**Your goal**
Pull every line of text from the data below and reproduce it word for word, leaving out the pictures.

* BEGIN Record list *

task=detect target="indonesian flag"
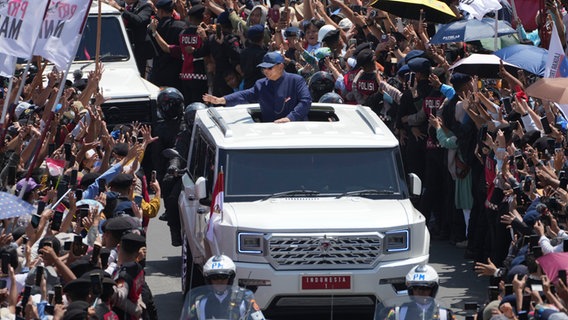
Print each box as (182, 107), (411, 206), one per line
(45, 158), (65, 177)
(544, 26), (568, 78)
(34, 0), (92, 70)
(459, 0), (502, 20)
(206, 168), (225, 244)
(0, 0), (48, 58)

* END Record list *

**Expected answer**
task=detect target="indonesian flag"
Print each box as (182, 107), (411, 206), one per line
(45, 158), (65, 177)
(544, 26), (568, 78)
(34, 0), (92, 70)
(459, 0), (502, 20)
(206, 168), (225, 244)
(0, 0), (48, 58)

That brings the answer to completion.